_文書抜粋:_
+++

ア原判決別紙3の「6月11日」の項(原判決29頁4行目から16
行目まで)を次のとおり改める。
「6月11日控訴人は,平成13年6月19日付け回答書で,年齢
給の大幅改定はできないが,基本給の格付けについては,
年齢給一律3000円の付加は白紙とするとの条件の下
に,択一的な案として,①調整手当の支給高額対象者
の調整手当全額相当分を基本給に上乗せするために,そ
の金額に見合う職位に格付けを行うとの案,②従前の
職位相当等級より2等級降格した者は1等級の降格に変
更するが,翌年以降の調整手当の支給は行わないとの案,
③現行の職位相当等級のまま新等級に格付けするが役
付手当については別途評価するとの案及び④基本給減
額対象者に対しては,移行期間の措置として,S評価で
なく,A評価であっても昇格対象とするとの案,以上4
案を提案した。(甲26の3,27の7,乙6,22,
25)」
イ原判決別紙3の「6月28日」,「7月4日」及び「7月11日」
の項(原判決29頁21行目から30頁11行目まで)を次のとおり
改める。

+++

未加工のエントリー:
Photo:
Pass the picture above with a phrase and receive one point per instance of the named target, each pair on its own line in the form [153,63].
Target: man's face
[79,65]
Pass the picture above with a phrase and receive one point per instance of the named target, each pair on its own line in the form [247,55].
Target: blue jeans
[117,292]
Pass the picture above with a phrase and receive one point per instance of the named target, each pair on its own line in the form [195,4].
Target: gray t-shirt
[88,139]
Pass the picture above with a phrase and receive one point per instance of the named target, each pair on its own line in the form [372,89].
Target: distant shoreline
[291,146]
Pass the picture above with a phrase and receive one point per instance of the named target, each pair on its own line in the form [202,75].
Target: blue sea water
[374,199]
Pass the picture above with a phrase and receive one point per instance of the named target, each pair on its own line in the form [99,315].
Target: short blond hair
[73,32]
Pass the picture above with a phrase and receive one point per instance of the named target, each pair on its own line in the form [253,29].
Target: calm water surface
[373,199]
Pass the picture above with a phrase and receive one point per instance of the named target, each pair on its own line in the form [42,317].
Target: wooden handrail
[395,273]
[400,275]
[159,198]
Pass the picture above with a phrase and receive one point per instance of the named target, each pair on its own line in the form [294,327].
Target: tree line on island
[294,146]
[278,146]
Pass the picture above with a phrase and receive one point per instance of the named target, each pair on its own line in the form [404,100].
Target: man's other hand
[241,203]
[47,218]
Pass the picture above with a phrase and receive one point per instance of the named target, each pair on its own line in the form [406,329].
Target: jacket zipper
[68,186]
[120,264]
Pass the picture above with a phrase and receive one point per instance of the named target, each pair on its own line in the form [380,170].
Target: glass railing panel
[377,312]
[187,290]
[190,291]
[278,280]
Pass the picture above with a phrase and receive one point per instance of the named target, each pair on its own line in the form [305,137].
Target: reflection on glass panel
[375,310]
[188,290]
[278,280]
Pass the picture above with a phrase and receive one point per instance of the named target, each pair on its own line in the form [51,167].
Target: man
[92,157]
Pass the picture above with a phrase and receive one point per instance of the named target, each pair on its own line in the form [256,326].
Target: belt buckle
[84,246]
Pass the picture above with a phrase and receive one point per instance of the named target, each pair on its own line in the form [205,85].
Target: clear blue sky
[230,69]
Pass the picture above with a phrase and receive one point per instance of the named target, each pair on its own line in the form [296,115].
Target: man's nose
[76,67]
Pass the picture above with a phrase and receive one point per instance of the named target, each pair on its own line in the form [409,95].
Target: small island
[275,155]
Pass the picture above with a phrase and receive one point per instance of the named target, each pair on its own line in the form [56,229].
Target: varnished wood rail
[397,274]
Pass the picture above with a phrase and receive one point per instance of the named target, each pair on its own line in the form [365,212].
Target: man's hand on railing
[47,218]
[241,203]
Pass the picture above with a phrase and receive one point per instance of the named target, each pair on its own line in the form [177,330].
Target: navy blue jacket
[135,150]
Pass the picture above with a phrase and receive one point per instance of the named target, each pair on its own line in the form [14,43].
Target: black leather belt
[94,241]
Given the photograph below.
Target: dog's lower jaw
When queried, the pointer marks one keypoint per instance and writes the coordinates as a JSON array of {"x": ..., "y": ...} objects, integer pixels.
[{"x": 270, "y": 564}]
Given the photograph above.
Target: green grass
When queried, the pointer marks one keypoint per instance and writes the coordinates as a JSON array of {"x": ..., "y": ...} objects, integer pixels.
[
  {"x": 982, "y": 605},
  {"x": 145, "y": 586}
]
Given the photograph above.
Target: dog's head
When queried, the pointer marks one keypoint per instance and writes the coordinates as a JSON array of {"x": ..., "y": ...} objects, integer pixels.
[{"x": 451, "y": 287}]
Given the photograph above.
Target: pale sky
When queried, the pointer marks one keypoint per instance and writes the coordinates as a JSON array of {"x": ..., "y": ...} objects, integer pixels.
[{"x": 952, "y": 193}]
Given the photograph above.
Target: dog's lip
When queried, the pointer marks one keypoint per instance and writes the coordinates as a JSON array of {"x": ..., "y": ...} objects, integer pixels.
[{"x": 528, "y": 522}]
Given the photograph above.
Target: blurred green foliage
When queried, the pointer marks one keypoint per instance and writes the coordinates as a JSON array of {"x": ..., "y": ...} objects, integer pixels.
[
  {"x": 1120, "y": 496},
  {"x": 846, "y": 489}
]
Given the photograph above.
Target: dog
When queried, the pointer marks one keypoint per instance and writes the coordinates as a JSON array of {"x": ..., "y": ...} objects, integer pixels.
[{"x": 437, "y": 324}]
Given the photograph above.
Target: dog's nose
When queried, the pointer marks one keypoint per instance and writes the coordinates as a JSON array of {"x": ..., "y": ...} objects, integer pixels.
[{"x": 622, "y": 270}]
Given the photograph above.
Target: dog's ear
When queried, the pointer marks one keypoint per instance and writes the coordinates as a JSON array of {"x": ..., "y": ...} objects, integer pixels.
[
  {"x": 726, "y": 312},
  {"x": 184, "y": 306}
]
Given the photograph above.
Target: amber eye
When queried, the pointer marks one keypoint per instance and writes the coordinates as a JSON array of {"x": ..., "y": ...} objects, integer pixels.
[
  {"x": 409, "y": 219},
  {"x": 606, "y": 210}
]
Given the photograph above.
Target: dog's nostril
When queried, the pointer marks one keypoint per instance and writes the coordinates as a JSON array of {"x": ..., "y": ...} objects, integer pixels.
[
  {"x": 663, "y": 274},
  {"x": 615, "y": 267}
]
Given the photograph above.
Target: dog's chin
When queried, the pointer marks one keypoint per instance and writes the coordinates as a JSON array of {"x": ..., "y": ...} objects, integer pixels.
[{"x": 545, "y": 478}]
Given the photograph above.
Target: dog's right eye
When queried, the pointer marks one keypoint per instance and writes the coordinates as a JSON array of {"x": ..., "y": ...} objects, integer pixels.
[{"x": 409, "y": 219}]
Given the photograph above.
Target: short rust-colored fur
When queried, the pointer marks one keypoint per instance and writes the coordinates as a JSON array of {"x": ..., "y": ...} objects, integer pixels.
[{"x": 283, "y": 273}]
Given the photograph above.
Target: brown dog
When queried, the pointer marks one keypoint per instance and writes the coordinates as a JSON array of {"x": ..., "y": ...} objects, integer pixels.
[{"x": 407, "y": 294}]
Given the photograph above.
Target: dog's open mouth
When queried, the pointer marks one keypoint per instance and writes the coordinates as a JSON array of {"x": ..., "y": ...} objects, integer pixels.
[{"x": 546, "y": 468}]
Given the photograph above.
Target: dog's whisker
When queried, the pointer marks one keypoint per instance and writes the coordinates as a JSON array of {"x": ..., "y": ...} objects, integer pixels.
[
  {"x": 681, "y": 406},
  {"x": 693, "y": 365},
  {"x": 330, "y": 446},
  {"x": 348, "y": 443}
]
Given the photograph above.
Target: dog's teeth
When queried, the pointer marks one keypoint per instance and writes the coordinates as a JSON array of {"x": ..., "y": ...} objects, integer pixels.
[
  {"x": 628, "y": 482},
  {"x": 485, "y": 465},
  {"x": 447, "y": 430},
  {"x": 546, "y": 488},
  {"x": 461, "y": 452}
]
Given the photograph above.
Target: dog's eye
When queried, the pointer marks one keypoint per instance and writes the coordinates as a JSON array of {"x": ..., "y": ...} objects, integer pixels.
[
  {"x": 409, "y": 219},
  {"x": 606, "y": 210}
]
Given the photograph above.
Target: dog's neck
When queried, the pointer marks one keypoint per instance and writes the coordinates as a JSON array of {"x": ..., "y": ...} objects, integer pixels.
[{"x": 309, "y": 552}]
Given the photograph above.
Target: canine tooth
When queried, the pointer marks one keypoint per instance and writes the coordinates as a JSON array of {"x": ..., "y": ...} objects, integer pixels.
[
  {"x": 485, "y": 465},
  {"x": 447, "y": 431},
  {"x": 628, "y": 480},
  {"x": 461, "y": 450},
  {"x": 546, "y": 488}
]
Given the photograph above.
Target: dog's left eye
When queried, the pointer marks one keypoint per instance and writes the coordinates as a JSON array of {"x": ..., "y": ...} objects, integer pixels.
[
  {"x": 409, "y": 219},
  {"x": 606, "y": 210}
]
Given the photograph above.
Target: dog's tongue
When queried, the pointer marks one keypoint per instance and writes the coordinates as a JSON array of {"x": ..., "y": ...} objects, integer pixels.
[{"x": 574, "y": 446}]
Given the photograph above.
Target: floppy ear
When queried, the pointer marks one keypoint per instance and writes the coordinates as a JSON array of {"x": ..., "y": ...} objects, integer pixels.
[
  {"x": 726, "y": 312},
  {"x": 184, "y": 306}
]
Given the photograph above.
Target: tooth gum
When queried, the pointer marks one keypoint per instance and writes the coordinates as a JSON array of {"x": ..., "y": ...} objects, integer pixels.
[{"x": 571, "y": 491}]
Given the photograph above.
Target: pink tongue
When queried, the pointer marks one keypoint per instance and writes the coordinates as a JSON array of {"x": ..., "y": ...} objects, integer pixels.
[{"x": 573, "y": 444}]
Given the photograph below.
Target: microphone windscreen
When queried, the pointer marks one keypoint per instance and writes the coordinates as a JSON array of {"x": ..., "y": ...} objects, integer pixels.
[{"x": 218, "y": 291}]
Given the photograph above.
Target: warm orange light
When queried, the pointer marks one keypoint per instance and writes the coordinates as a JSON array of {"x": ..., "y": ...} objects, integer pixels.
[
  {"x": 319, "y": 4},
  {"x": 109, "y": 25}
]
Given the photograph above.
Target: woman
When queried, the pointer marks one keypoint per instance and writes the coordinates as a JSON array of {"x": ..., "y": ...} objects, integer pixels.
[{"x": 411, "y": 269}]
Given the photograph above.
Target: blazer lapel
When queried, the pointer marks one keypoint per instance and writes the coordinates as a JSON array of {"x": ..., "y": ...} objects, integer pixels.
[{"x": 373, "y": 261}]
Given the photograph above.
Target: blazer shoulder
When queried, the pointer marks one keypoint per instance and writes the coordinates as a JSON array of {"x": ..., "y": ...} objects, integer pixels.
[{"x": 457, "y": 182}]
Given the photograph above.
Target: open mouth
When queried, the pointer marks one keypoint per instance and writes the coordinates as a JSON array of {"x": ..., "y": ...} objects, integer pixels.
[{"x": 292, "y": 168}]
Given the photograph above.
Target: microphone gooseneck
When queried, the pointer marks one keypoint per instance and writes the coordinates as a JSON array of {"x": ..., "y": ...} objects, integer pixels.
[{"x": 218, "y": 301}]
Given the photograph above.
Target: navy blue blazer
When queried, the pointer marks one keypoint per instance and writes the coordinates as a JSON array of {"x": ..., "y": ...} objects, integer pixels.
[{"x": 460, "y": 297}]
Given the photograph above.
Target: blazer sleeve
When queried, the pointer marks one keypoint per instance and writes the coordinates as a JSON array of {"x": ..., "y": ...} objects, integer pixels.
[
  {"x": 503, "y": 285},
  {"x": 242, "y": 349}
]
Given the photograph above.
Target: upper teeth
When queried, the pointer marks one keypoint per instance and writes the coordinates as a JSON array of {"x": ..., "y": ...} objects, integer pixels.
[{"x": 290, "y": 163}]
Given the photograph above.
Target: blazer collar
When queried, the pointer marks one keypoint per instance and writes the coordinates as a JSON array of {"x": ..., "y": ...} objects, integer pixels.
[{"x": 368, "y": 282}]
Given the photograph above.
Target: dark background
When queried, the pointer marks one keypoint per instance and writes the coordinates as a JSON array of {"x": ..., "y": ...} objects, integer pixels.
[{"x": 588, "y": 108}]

+++

_課題 1:_
「railing」という文字列を含むエントリーの行をすべて書き出して示せ。大文字と小文字は区別する。
_課題 2:_
控訴人の回答書に関する判決文を、最後の文の後から書き継いでください。
これらのエントリーは判決文とは関係がない。

_出力結果 1:_
Target: glass railing panel
Target: man's hand on railing

_出力結果 2:_
「6月28日第7回団体交渉が行われ,調整手当支給対象者に関す
る上記の4案のうちいずれを選択するかについては,①
の案を選択し,さらにこれを「調整手当の支給対象者の
調整手当全額相当分を基本給に上乗せするために,その
金額に見合う職位に格付けを行う。」とすることでは労
使が合意したものの,控訴人は年齢給の一律3000円
の付加を撤回することが上記の措置を執る前提となると
して,年齢給の一律3000円の付加を撤回する旨を組
合に改めて通告した。しかし,組合はこれを受け入れず,
年齢給の一律3000円の付加については継続協議とな
った。(乙28)
7月4日組合は,同日付け申入書において,①の修正案と年齢
給の一律3000円の付加と双方の実施を求めて団体交
渉を要求した。
控訴人は,調整手当相当分を基本給に繰り入れると昇
給額は平均1万5073円(旧基本給の5.96%)と
なると回答し,①の修正案と年齢給の一律3000円の
付加との双方を実施することは受け入れられないとして,
①の修正案の実施のみを提案し,同月6日を期限と定め,
同日までに組合の諾否について文書による回答を求めた
が,組合は,期限までに回答せず,同月9日,改めて年
齢給の一律3000円の付加を求めた。(甲27の8,
乙29,31,32,33)
7月11日控訴人は,上記文書による返答がなかったことから,
組合に,上記文書による返答のないままの交渉開催には
応じられない旨通知した。(甲27の9,乙33)」
(9)従業員代表は,控訴人と協議して,本件給与規程等の変更に合意し,
控訴人は,相模原労働基準監督署に所定の届出をした。その後,控訴人
は,従業員代表と協議し,年齢給を3000円ベースアップすることを
合意し,控訴人は,直ちに実施した。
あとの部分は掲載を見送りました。